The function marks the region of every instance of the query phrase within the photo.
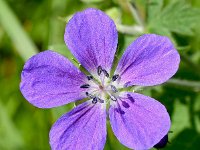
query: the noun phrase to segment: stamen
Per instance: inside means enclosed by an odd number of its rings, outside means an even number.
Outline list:
[[[112,101],[117,101],[117,98],[114,97],[113,95],[110,95],[110,99],[111,99]]]
[[[100,76],[101,75],[101,72],[102,72],[102,67],[101,66],[98,66],[97,68],[97,74]]]
[[[93,103],[93,104],[96,104],[97,101],[98,101],[98,98],[97,98],[97,97],[94,97],[93,100],[92,100],[92,103]]]
[[[88,76],[87,76],[87,79],[88,79],[88,80],[92,80],[92,79],[93,79],[93,76],[88,75]]]
[[[89,84],[83,84],[83,85],[80,86],[80,88],[89,88],[89,87],[90,87]]]
[[[108,78],[109,77],[108,72],[105,69],[103,69],[102,71],[103,71],[104,75]]]
[[[98,98],[98,100],[99,100],[100,103],[104,103],[103,99]]]
[[[88,92],[85,92],[85,94],[89,97],[89,98],[94,98],[94,96],[92,94],[89,94]]]
[[[111,86],[111,89],[112,89],[112,91],[113,91],[114,93],[117,93],[117,92],[118,92],[117,88],[116,88],[114,85],[110,85],[110,86]]]
[[[114,76],[112,76],[112,81],[116,81],[117,79],[119,78],[119,75],[118,74],[115,74]]]
[[[131,81],[126,82],[126,83],[124,84],[124,88],[128,87],[130,83],[131,83]]]
[[[100,98],[98,98],[98,97],[93,97],[93,99],[92,99],[92,103],[93,104],[96,104],[97,102],[100,102],[100,103],[104,103],[104,100],[103,99],[100,99]]]

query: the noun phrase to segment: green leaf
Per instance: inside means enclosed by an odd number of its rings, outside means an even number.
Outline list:
[[[110,16],[115,24],[121,23],[121,10],[117,7],[112,7],[106,10],[106,14]]]
[[[0,149],[14,149],[23,147],[23,139],[17,130],[14,122],[8,116],[9,110],[6,110],[0,99]]]
[[[148,1],[148,20],[152,20],[162,9],[163,0]]]
[[[107,135],[108,136],[104,150],[129,150],[117,140],[116,136],[112,131],[111,124],[109,121],[107,121]]]
[[[37,53],[36,46],[26,34],[20,21],[9,8],[6,1],[0,1],[0,23],[24,60]]]
[[[81,0],[82,2],[85,2],[85,3],[99,3],[99,2],[102,2],[104,0]]]
[[[194,129],[186,128],[180,134],[178,134],[171,144],[168,144],[165,149],[197,150],[199,148],[199,141],[200,134]]]
[[[63,114],[72,110],[74,106],[75,106],[74,103],[70,103],[64,106],[52,108],[51,109],[52,118],[53,118],[52,123],[55,122],[58,118],[60,118]]]
[[[155,12],[153,11],[153,13]],[[165,31],[163,34],[175,32],[182,35],[192,35],[192,28],[199,23],[200,10],[192,8],[184,1],[176,1],[156,14],[150,18],[150,31],[156,31],[157,33]]]
[[[171,137],[173,138],[180,132],[182,132],[185,128],[190,128],[190,116],[189,116],[189,109],[187,105],[180,103],[179,101],[175,101],[174,106],[174,114],[172,116],[172,126],[171,130],[173,134]],[[184,117],[183,117],[184,116]]]

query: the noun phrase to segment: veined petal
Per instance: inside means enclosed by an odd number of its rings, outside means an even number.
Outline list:
[[[76,13],[65,29],[65,43],[90,72],[98,66],[110,71],[117,47],[114,22],[102,11],[89,8]]]
[[[64,114],[51,128],[52,150],[103,150],[106,142],[106,110],[85,102]]]
[[[164,36],[146,34],[125,51],[116,69],[122,86],[161,84],[178,70],[180,56]]]
[[[86,77],[67,58],[53,51],[31,57],[21,74],[20,90],[34,106],[51,108],[85,97]]]
[[[114,134],[131,149],[152,148],[170,129],[166,108],[141,94],[124,93],[122,97],[109,109]]]

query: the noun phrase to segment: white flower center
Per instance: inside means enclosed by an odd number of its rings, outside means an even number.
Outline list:
[[[117,101],[119,90],[117,88],[119,75],[110,77],[108,72],[101,66],[97,68],[97,77],[87,76],[87,84],[81,85],[81,88],[87,88],[86,95],[92,99],[92,103],[111,104]]]

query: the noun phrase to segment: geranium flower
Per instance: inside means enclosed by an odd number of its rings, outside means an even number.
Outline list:
[[[64,40],[90,74],[47,50],[31,57],[21,75],[21,92],[36,107],[88,99],[53,125],[51,148],[102,150],[107,114],[115,136],[128,148],[149,149],[157,144],[170,129],[165,106],[125,89],[161,84],[176,73],[180,56],[171,41],[155,34],[140,36],[126,49],[111,76],[118,36],[105,13],[93,8],[76,13],[66,26]]]

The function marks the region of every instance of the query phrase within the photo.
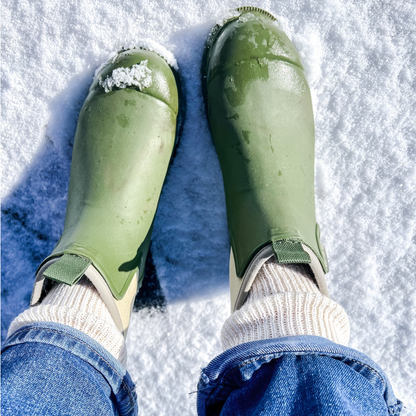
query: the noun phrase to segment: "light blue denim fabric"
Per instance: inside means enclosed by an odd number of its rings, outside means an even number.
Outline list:
[[[383,416],[402,403],[366,355],[325,338],[238,345],[202,370],[198,415]]]
[[[6,341],[1,407],[3,416],[138,411],[125,368],[87,335],[50,322],[22,327]],[[238,345],[216,357],[198,385],[199,416],[381,416],[401,407],[370,358],[311,336]]]
[[[100,344],[66,325],[38,322],[2,349],[3,416],[136,415],[134,384]]]

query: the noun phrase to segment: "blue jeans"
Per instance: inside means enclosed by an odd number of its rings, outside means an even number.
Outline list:
[[[366,355],[325,338],[237,345],[202,370],[199,416],[398,415],[387,376]]]
[[[24,326],[2,352],[2,415],[135,415],[125,368],[65,325]],[[320,337],[239,345],[202,371],[198,415],[398,415],[402,405],[370,358]]]

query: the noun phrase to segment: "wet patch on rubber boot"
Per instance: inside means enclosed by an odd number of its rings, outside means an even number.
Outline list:
[[[310,263],[309,254],[298,240],[277,240],[272,242],[273,253],[278,263]]]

**ASSIGNED TASK:** Take every line above that includes the string "blue" and return it.

**RESPONSE TO THE TASK:**
query: the noun phrase to segment: "light blue denim fabric"
query: the noun phrase to segment: "blue jeans"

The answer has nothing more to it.